╭─ Records provided
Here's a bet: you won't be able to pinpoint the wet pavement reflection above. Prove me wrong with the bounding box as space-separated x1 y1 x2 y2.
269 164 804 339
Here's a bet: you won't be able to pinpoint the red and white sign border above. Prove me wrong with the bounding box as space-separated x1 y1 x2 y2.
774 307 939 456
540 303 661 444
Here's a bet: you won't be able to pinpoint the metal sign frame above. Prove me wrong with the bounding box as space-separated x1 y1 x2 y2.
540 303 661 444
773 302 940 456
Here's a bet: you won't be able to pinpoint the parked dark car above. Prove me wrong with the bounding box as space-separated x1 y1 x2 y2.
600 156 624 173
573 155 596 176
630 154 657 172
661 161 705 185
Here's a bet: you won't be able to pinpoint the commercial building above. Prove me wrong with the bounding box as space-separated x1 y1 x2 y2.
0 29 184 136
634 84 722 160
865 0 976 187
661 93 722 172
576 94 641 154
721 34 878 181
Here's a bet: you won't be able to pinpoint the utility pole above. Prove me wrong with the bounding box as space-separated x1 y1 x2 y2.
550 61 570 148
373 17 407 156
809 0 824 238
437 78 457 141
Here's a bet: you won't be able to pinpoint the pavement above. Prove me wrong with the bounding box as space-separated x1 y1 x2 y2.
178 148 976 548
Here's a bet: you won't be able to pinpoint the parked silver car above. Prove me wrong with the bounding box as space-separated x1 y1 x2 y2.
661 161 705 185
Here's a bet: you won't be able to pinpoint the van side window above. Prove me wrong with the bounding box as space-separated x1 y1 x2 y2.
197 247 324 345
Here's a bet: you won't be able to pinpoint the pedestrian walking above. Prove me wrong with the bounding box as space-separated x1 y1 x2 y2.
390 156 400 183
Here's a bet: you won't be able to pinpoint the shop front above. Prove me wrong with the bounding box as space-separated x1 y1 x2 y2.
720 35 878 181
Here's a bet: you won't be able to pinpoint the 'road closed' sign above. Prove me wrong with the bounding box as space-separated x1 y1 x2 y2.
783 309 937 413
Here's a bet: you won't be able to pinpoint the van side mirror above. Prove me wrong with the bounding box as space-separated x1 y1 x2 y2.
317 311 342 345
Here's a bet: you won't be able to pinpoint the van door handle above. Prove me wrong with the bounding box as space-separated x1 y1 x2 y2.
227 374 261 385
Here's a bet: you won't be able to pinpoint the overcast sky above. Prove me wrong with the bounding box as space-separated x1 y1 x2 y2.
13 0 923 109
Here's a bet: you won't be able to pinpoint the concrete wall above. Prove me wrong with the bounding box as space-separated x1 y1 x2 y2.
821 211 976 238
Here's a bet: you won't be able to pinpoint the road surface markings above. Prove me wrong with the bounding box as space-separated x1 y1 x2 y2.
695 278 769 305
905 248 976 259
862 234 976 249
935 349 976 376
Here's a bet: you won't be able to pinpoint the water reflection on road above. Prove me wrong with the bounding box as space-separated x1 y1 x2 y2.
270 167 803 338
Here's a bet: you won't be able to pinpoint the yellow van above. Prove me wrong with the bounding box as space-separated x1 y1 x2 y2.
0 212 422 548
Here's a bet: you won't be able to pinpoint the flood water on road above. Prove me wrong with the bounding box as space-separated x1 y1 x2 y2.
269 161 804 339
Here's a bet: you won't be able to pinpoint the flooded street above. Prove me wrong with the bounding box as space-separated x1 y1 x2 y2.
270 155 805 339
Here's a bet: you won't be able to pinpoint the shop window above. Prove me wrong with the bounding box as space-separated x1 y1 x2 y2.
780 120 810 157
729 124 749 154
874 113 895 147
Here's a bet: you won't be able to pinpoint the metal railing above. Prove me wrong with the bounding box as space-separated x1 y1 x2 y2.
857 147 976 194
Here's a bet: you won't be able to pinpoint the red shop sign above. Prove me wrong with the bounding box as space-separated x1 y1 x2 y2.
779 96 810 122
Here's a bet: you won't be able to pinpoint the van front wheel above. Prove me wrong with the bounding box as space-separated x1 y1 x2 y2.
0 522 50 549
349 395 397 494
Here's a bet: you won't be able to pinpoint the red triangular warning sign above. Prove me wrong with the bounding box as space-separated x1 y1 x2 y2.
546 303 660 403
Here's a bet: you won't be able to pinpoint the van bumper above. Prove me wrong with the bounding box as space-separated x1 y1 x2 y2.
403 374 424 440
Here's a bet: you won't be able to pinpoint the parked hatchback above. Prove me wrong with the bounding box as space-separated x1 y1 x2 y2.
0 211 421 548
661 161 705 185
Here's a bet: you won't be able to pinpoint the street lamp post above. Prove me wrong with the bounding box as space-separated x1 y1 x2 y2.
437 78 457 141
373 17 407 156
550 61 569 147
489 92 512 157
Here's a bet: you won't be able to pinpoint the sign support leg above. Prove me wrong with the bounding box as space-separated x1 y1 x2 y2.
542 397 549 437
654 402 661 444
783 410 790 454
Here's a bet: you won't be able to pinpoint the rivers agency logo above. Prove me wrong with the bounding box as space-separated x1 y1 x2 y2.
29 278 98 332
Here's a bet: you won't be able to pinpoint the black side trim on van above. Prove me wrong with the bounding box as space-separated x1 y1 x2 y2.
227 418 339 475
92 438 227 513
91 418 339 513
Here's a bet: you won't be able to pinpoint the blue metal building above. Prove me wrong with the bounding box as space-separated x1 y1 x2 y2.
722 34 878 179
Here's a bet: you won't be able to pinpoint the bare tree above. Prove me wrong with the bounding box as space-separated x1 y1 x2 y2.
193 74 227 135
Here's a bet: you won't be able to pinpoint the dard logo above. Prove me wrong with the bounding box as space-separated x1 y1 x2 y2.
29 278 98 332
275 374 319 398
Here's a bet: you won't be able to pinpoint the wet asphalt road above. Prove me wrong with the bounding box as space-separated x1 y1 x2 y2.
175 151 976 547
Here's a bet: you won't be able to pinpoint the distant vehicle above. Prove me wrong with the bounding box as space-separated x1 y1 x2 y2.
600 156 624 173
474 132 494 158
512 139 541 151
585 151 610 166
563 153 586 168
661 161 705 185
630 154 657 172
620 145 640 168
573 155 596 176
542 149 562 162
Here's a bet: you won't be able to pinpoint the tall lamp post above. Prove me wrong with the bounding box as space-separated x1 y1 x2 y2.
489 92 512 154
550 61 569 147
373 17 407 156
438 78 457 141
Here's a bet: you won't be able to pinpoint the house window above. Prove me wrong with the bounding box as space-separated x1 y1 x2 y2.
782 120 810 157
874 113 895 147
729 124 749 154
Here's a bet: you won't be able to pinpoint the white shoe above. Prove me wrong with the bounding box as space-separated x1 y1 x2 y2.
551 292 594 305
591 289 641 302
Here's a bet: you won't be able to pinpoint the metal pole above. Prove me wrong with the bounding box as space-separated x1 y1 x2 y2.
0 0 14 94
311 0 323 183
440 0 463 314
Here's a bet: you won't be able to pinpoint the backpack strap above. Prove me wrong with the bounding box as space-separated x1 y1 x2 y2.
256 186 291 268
╰─
*To be done*: Please reproduce all of the material above without changing a single character.

*Reply to the task*:
Here's a bet: you won't be able to pinpoint the wet pavement reflection above. Prove me wrong with the bounding box as space-separated x1 y1 x2 y2.
269 164 804 339
Here's a bet: you won't be able to pinpoint the red and white sign border above. Prove me wrong with the bounding box as space-separated x1 y1 x2 y2.
774 307 939 456
540 303 661 444
Here's a bet: you won't be able to pinpoint the metal sign frame above. Prove me wrong with the bounding box as space-separated x1 y1 x2 y2.
540 303 661 444
773 302 940 456
Here's a bet: you won't be able to pinpoint the parked dark car above. Prove me wrong with the bounding box as space-separated x1 y1 x2 y2.
600 156 624 173
573 155 596 176
630 154 657 172
661 161 705 185
Here's a bet: you won't be able to pinpoint the commercial building above. Prove me wrong with the bounding box as space-separated x1 y1 x2 y2.
0 29 184 136
634 84 722 160
865 0 976 187
661 93 722 172
576 94 641 154
721 34 878 181
Here's a bet: you won't be able to pinpoint the utility pole above. Prove me wrong with the bounding box as space-separated x1 y1 x2 y2.
550 61 570 148
373 17 407 156
809 0 824 238
437 78 457 141
Here's a bet: you won't be able to pinpoint the pavement above. Prove me wrong with the bounding box as space-separated x1 y1 x2 y2.
178 148 976 548
Here's a bet: you won't be able to pinpoint the parked silver car above. Prove me wrong with the bounding box as space-separated x1 y1 x2 y2.
661 161 705 185
Here's a bet: you won't be able to pinpoint the van side window above. Prove me wrong with the bounding box as space-separated x1 y1 x2 y2.
197 247 324 345
Here's a bet: you won't be able to pinpoint the pedestrian walking above. Prove me wrong with the bounding box as space-separated x1 y1 x2 y2.
390 156 400 183
Here's a bet: you won't be able to pinpoint the shop front above. Prove me wrong with the bounding box as space-separated x1 y1 x2 y2.
720 35 878 181
Here's a bet: you won't be able to pinpoint the 'road closed' sign above. Prove me wrong with the bounding box as space-separated x1 y1 x2 y2.
783 309 937 413
Here's a bet: you won't be able to pinpoint the van side mirror above. Prove me wrong with the bounding box as space-separated x1 y1 x2 y2.
317 311 342 345
Here's a bet: you won't be able to pinpoint the van door handle above. Prove me wrong with the bounding box as space-separated x1 y1 x2 y2.
227 374 261 385
Here's a bet: you won't be able to pinpoint the overcast sky above. Prove me wrong with the bounding box as space-separated x1 y1 x2 y2.
13 0 923 109
Here's a bet: you won't be able to pinpoint the concrete wall above. Prove me wrong with the bounding box as space-separated x1 y1 x2 y2.
821 211 976 238
Here's a bet: you won't be able to pinpoint the road surface markings above. Prove me wrong with the bounding box as space-separated x1 y1 x2 y2.
695 278 769 305
905 248 976 259
862 234 976 249
935 349 976 376
Here's a bet: you won't be able to pinpoint the water reflection on road above. Prove me wrong with the bounding box as space-separated x1 y1 x2 y2.
270 167 803 338
Here's a bet: you won't be able to pinpoint the yellow van above. Prove me wrong with the bounding box as space-separated x1 y1 x2 y2.
0 212 422 548
Here's a bet: you won't be able to pinpoint the flood water on road above. Prove me wrong with the bounding box as space-separated x1 y1 x2 y2.
269 161 804 339
Here's a bet: you won't be able to pinpoint the flooded street above. Prove me wrong with the bounding box as space-separated x1 y1 x2 y2.
270 155 805 339
Here's a bet: you won't be able to pinpoint the shop window above. Prove me wrong with the bounding box as space-separated x1 y1 x2 y2.
780 120 810 157
729 124 749 154
874 113 895 147
Here's a bet: you won't be able to pinpoint the metal railing above. Prove me wrong with the bounding box as space-separated x1 y1 x2 y2.
857 147 976 194
Here's a bet: you won't be able to pinpoint the red shop sign above. Prove me wrong with the bounding box as space-separated x1 y1 x2 y2.
779 96 810 122
Here's a bet: you won't be able to pinpoint the van front wheel above. Prove me wrong with the bounding box as space-separated x1 y1 x2 y2.
0 522 50 549
349 395 397 494
Here's a bet: you won't be able to pinpoint the red triangular warning sign above. Prove me wrong with the bounding box as space-separated x1 y1 x2 y2.
546 303 660 403
Here's a bet: you won't be able to pinpoint the van bumper above. Prove me wrong with the bounding box as space-separated x1 y1 x2 y2.
403 374 424 440
Here's a bet: you won't be able to pinpoint the parked hatchback above. Prove me wrong with the bounding box as space-separated x1 y1 x2 y2.
0 211 421 548
661 161 705 185
Here's a bet: you won't be able to pinpoint the street lamp post above. Prove me wrong with the bounding box as space-separated x1 y1 x2 y2.
437 78 457 141
373 17 407 156
550 61 569 147
489 92 512 157
Here's a bet: you won't be able to pinpoint the sign support leg above. Prove me wrong with the bounding box as space-separated x1 y1 x2 y2.
542 397 549 437
654 402 661 444
783 410 790 454
Here's a bet: you won't be able to pinpoint the rivers agency logo above. Prove me wrong with the bounding box as space-separated x1 y1 x2 y2.
29 278 98 332
Here's a bet: you won't be able to pinpoint the black side trim on van above. Prove me wrong with the bounding box as space-separated x1 y1 x2 y2.
227 418 339 475
92 438 227 513
91 418 339 513
Here's a bet: you won't be able to pinpoint the blue metal building above. Prove me wrong with the bounding box as space-separated x1 y1 x2 y2.
722 34 878 179
Here's a bet: you won't be able to pinpoint the bare tree above. Prove me wrong with the bounding box as space-separated x1 y1 x2 y2.
193 74 227 135
Here's a bet: you won't be able to pinpoint the dard logo above. Prove me wrong with the bounding box as space-separated x1 y1 x2 y2.
29 278 98 332
275 374 319 398
Here's a bet: you won't be able to pinpoint the wet asphalt road above. Prove me wrong with the bounding box as space-separated x1 y1 x2 y2.
175 151 976 547
Here's a bet: you won't be able to pinpoint the distant vehicle above. Prove me wrong with the bounding box as space-separated x1 y1 x2 y2.
600 156 624 173
474 132 494 158
512 139 541 151
585 151 610 166
563 153 586 168
661 161 705 185
630 154 657 172
620 145 640 168
573 155 596 176
542 149 562 162
Here's a bet: you won't be able to pinpoint the tall lamp post above. Prove me wrong with the bounding box as space-separated x1 y1 x2 y2.
489 92 512 154
550 61 569 147
373 17 407 156
438 78 457 141
Here's a bet: you won't be able to pinpoint the house window above. Prove me wrong with the bounding box as space-separated x1 y1 x2 y2.
782 120 810 157
874 113 895 147
729 124 749 154
Here's a bet: you won't be able to pinpoint the white shoe above. Prove me wrong with the bounding box as space-separated x1 y1 x2 y2.
551 292 594 305
591 289 641 302
Here's a bet: you won't be able to pinpoint the metal pole above. Prove me wrong with the bounding box as space-separated x1 y1 x2 y2.
0 0 14 94
311 0 323 183
440 0 463 314
Here's a bet: you won't be able to pinpoint the backpack strap above. Prove me wrong with the bounding box as space-separated x1 y1 x2 y2.
256 186 291 268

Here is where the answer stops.